== SUPPLIED RECORDS
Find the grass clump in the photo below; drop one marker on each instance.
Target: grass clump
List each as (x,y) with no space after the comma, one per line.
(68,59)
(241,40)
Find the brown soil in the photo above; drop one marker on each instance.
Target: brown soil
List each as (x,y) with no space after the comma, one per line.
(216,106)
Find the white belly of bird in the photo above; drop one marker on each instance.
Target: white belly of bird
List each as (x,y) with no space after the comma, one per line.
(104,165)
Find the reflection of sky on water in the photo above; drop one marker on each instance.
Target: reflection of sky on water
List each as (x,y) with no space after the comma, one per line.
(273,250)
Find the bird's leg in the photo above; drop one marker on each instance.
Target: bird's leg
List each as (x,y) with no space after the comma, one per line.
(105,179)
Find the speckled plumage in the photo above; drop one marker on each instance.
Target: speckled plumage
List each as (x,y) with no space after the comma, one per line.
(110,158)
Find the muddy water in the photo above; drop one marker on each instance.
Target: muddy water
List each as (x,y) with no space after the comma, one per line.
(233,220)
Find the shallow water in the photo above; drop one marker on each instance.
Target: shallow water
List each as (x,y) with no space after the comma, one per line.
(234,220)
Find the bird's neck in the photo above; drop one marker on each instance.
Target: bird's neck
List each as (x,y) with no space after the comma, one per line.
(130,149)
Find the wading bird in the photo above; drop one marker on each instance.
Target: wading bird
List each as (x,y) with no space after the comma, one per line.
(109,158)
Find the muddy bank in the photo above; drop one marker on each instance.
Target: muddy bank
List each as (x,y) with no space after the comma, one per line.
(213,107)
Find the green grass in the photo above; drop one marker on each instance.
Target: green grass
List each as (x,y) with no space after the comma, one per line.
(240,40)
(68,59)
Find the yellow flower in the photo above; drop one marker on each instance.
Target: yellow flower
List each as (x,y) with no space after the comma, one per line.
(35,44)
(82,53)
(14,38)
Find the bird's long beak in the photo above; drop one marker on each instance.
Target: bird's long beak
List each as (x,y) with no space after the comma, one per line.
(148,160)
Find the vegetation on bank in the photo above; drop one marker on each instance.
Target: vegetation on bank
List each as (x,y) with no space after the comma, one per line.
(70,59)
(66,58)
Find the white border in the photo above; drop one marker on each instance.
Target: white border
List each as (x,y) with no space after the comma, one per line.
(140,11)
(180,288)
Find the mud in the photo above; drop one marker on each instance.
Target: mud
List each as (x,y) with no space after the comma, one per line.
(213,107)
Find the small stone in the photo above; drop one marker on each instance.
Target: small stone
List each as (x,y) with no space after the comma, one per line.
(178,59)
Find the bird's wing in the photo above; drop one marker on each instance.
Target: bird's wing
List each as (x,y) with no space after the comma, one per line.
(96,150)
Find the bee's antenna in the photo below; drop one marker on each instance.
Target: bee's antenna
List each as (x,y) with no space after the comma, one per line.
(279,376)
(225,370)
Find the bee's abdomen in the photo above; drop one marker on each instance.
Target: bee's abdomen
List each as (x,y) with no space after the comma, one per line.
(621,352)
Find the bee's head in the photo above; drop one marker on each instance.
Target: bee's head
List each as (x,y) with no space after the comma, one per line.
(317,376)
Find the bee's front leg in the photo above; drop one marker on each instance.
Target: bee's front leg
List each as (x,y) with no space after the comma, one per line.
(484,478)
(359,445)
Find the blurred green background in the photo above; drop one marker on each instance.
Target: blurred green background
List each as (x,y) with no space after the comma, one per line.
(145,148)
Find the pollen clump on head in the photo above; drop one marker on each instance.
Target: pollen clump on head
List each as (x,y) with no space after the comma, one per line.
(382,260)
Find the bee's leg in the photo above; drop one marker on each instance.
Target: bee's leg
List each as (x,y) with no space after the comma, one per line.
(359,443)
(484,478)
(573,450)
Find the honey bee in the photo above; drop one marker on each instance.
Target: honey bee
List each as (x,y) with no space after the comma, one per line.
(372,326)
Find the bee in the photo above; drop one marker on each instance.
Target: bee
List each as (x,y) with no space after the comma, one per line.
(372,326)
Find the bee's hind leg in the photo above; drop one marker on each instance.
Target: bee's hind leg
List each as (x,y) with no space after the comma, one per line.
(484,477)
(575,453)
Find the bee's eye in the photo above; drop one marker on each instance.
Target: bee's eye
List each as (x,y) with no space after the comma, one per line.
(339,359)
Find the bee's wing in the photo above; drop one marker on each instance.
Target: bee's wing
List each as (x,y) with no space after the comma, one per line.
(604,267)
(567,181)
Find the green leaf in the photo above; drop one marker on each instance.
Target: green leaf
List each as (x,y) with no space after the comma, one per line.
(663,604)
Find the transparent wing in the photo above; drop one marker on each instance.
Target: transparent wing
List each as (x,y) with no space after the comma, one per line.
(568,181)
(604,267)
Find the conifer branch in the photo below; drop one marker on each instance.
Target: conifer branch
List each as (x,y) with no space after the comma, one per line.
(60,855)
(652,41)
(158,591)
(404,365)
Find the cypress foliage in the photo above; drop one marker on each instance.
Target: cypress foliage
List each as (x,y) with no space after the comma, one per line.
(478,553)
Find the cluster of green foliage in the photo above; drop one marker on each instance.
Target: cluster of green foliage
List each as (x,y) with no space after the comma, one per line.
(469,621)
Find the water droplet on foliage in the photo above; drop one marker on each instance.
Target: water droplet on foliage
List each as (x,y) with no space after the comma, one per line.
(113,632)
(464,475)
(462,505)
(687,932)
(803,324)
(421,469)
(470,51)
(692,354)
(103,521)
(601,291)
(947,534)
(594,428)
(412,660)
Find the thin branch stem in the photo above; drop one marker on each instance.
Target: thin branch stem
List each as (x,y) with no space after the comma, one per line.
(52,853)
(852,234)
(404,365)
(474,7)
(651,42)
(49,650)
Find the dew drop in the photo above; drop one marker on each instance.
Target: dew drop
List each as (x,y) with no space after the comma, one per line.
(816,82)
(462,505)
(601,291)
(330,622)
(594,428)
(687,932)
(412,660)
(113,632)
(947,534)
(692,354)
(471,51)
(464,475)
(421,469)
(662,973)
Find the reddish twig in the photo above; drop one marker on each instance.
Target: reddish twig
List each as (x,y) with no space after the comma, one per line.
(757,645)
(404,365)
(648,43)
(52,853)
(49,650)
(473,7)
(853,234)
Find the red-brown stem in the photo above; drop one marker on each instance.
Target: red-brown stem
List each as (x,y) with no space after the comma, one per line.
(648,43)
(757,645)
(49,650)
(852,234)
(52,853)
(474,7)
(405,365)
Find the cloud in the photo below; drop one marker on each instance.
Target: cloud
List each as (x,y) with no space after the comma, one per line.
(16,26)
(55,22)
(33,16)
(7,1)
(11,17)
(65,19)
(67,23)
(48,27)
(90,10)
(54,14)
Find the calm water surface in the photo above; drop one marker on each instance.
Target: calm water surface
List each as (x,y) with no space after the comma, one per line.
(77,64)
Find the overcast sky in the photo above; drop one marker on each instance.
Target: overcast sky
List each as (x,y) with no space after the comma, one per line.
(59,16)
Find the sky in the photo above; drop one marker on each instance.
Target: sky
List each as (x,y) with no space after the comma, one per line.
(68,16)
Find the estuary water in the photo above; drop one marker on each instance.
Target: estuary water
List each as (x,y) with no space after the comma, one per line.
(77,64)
====
#### PROBLEM TO SOLVE:
Restate all of the entries above precisely.

#### COMPLETED EXERCISE:
Find the grass clump in the photo below; drop one marker on each instance.
Target: grass clump
List each as (x,y) with no space after the comma, one per line.
(68,59)
(241,40)
Find the brown soil in the photo above; drop one marker on each instance.
Target: brown soil
List each as (x,y) with no space after the comma, one per line.
(216,106)
Find the white belly of bird in the photo above; drop one marker on each instance.
Target: white belly of bird
List each as (x,y) with no space after the comma, one per line.
(104,165)
Find the reflection of sky on water in the photo above; drop one marker on each instance.
Target: reflection of sky on water
List each as (x,y) with no space after the comma, one per line.
(273,250)
Find the bird's leg in the photo above; drop one marker on each instance.
Target: bird's leg
List each as (x,y) with no space after the comma, one per line.
(105,179)
Find the speckled plumage in the photo above; drop one marker on each instance.
Target: speckled plumage
List each as (x,y) with no space after the comma, one per line.
(110,158)
Find the muddy water in the photo above; drop one marker on each instance.
Target: muddy water
List each as (x,y) with no space after the comma, one per line.
(233,220)
Find the shallow water in the photo above; drop one marker on each instance.
Target: shallow water
List each as (x,y) with no space after the comma, one per line.
(234,220)
Find the bird's neck in the photo above; drop one marker on each instance.
Target: bird's neck
List each as (x,y) with no space after the comma, one per line.
(130,149)
Find the wading bird in the photo above; drop one marker on each instance.
Target: wading bird
List each as (x,y) with no space after the comma, one per line.
(109,158)
Find the muddy bank in the photo above; drop one marker on each instance.
Target: muddy bank
List each as (x,y) with no space after the comma, one per line.
(213,107)
Find the green grass in the photo above; drop one marker on each instance.
Target: green grass
List each as (x,y) with no space after the comma, one per line.
(240,40)
(68,59)
Find the yellow flower in the photo above; drop one marker on each instance.
Target: yellow flower
List each as (x,y) with no space after the comma, one per line.
(35,44)
(82,53)
(14,38)
Find the bird's long beak in the photo above; drop one marker on each instance.
Target: bird's long beak
List each as (x,y) with no space after the comma, one per line.
(148,160)
Find the vegetation on bank in the photo above; drop one marker on each instance.
Target: vegetation on bank
List each as (x,y) with no space after the comma, one per line.
(70,59)
(66,58)
Find the white border in the photo above; drop one marker on each instance.
Target: white border
List each as (x,y) with no space after the comma, one per line.
(140,11)
(180,288)
Find the mud in the photo above; drop one marker on each instance.
Target: mud
List each as (x,y) with no space after the comma, one per line.
(213,107)
Find the small stone in the photo above; drop one marker on each instance.
Target: small stone
List each as (x,y) with no space after the comma, one per line.
(178,59)
Find the bird's wing in the photo above; drop one marker on each instance.
Target: bird's wing
List each as (x,y) with no space after the comma, one per line.
(96,150)
Find the bee's antenna in the photo below; drop one marker on each instance.
Target: bee's antenna
List each as (x,y) with no space after the comma, one per line.
(279,376)
(225,370)
Find the bee's abdomen in the photo above; drop one marker on each instance.
Target: bee's abdomen
List each as (x,y) with no space after the comma, one per line.
(621,352)
Find the bee's head in the photo above; drop one marker on each instance.
Target: bee's head
List each as (x,y) with no space after the comma, one per line.
(317,376)
Find the bee's front leg in the photo above; drop one marker on each instance.
Target: bee's front leg
List each as (x,y) with no space after the comma, one per line.
(484,478)
(359,445)
Find the blurred green background in the photo above; drop one marker on each instance.
Target: blurred green background
List each as (x,y) with no space after the comma, one per line.
(145,148)
Find the pollen clump on head in the photo above; drop one marker on each instance.
Target: pollen clump on head
List each as (x,y) with no space after the comma, one per line.
(382,260)
Find the bee's leg in the photo above; drop one marker on each instance.
Target: bee's leg
List each as (x,y) with no space after the comma, one per line.
(359,443)
(484,478)
(573,450)
Find the honey bee in the photo above; drop one marker on each instance.
Target: honey bee
List each as (x,y) with no space after the comma, one per line.
(372,326)
Find the bee in the photo above; drop one marker on each instance.
Target: bee
List each as (x,y) with no space after the comma, one per line.
(372,326)
Find the bee's hind leg in the photo above; drop one marker on each instance.
Target: bee's hind leg
List each as (x,y) with no space after the comma, one per line.
(484,477)
(575,453)
Find the bee's eye in the photo above; drop one marker on each instance.
Target: bee's eye
List each as (x,y) with no space after the comma, one per line.
(339,359)
Find the bee's wing in the photo above; drop one marker on each instance.
Target: bee's wing
List each as (x,y) with no space after the comma, one per line.
(604,267)
(567,181)
Find the green leaf in the photo above; drop one marker on each instance.
Target: green leaf
List each as (x,y) with no space after the comma, one per line.
(663,604)
Find the transparent wing in the photo above; drop one marker on each instance.
Target: transparent wing
List each as (x,y) with no space after the comma, one per line.
(568,181)
(604,267)
Find the conifer branch in the photo below; drop one marker on each instance.
Target: conifer branch
List each as (x,y) with no space after the comma, one per line.
(60,855)
(652,41)
(158,591)
(404,365)
Find the cypress foliage in the photo above; drop one marker on each instance.
Target: cypress foliage
List each as (x,y) with no space after the comma, one per line.
(478,553)
Find the cluster of green foliage in the photo above; drop one marker on each instance.
Target: cluster of green foliage
List each as (x,y) with no space after the comma, one per line.
(469,621)
Find the water droplet on foliage in the photo above; drop one marker on each instance.
Target: water droplet on foliage
List each as (x,y) with no space after the comma, one per line.
(113,632)
(464,475)
(462,505)
(687,932)
(803,324)
(421,469)
(470,51)
(692,354)
(103,521)
(601,291)
(947,534)
(594,428)
(412,660)
Find the thin branch stem in the photo above; drop one marker on each instance.
Target: thin branch stem
List each as (x,y) with no space after the comma, one per line.
(52,853)
(852,234)
(404,365)
(474,7)
(651,42)
(49,650)
Find the dew drop in the photo above; drop one marker on each instance.
Target: dew drop
List each as (x,y) with no space after the comma, one per line.
(816,82)
(462,505)
(601,291)
(330,622)
(594,428)
(687,932)
(412,660)
(113,632)
(947,534)
(692,354)
(471,51)
(464,475)
(421,469)
(662,973)
Find the reddish twig in the photo above; drop one marker on each instance.
Target: reddish twig
List each as (x,y) with no space after the comma, one per line.
(757,645)
(404,365)
(648,43)
(52,853)
(49,650)
(473,7)
(853,234)
Find the red-brown stem in the photo above; drop one marker on each instance.
Target: red-brown stem
List each as (x,y) with no space after the comma, one per line.
(648,43)
(757,645)
(49,650)
(852,234)
(52,853)
(474,7)
(405,365)
Find the cloud in the photo below; drop one marker on each instance.
Target: cloud
List each as (x,y) with no space after the comma, one per line.
(16,26)
(55,22)
(33,16)
(7,1)
(11,17)
(65,19)
(67,23)
(48,27)
(90,10)
(54,14)
Find the calm water surface in the photo above; drop one marker on each instance.
Target: calm water surface
List each as (x,y) with no space after the comma, one per line.
(77,64)
Find the overcast sky in the photo above; drop one marker on each instance.
Target: overcast sky
List each as (x,y) with no space after the comma, one per line.
(59,16)
Find the sky in the photo above; drop one marker on each instance.
Target: sky
List each as (x,y) with no space after the comma, one per line.
(68,16)
Find the estuary water in the photo above; drop one marker on each instance.
Target: estuary water
List each as (x,y) with no space after the comma, one per line.
(77,64)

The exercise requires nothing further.